# PROMPT:
Reproduce the forum thread below, about an Atlas locomotive that keeps cutting out, in full and word for word.

# Atlas loco keeps cutting out



## crackymule (Nov 1, 2018)

Hi all,

I'm a noob here. I bought this loco like a month ago. I'm using kato unitrack. It's all pretty darn new, I have not been running trains day and night by any means.

Atlas Master Line N 40003860 Gold Series GP39-2 Locomotive

Setting up a track I was running the trains and all seemed good for quite some time. But I started to get issues with just the Atlas.

Power cuts out on it. If i let it travel at 1 speed, it loses power. What gets it going is if I press down on the loco from on top.

I can't figure out if it's a connection issue to the track, or if there is some problem within the truck.

Could someone offer some suggestions on how to fix this? 

I don't see this problem with my two other locos.


----------



## CV-62 (Dec 9, 2018)

Have you cleaned the all the wheels very, very, very thoroughly? I do not recommend using a 9V battery to spin the wheels for cleaning. I just kept setting the loco on the live tracks about a dozen times. Some Atlas locos, such as my S2 Gold Series needed a good cleaning out of the box and now it runs like a champ even at Speed 1.

# DATA:
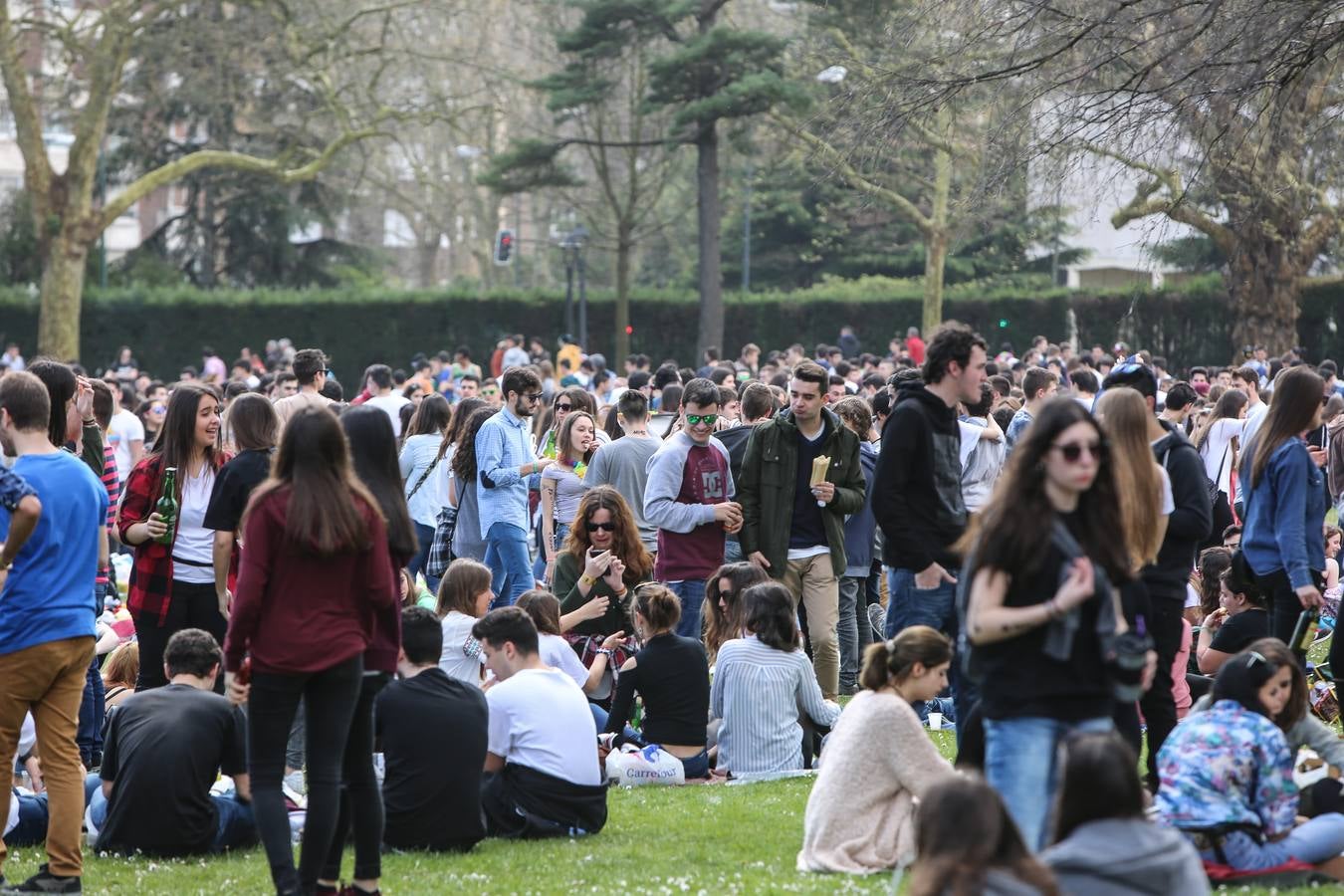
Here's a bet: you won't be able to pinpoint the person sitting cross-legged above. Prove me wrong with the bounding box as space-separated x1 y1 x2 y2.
373 606 489 851
89 628 257 856
472 607 606 837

# RESULT FOR THIS EXERCISE:
# Atlas loco keeps cutting out



## crackymule (Nov 1, 2018)

Hi all,

I'm a noob here. I bought this loco like a month ago. I'm using kato unitrack. It's all pretty darn new, I have not been running trains day and night by any means.

Atlas Master Line N 40003860 Gold Series GP39-2 Locomotive

Setting up a track I was running the trains and all seemed good for quite some time. But I started to get issues with just the Atlas.

Power cuts out on it. If i let it travel at 1 speed, it loses power. What gets it going is if I press down on the loco from on top.

I can't figure out if it's a connection issue to the track, or if there is some problem within the truck.

Could someone offer some suggestions on how to fix this? 

I don't see this problem with my two other locos.


----------



## CV-62 (Dec 9, 2018)

Have you cleaned the all the wheels very, very, very thoroughly? I do not recommend using a 9V battery to spin the wheels for cleaning. I just kept setting the loco on the live tracks about a dozen times. Some Atlas locos, such as my S2 Gold Series needed a good cleaning out of the box and now it runs like a champ even at Speed 1.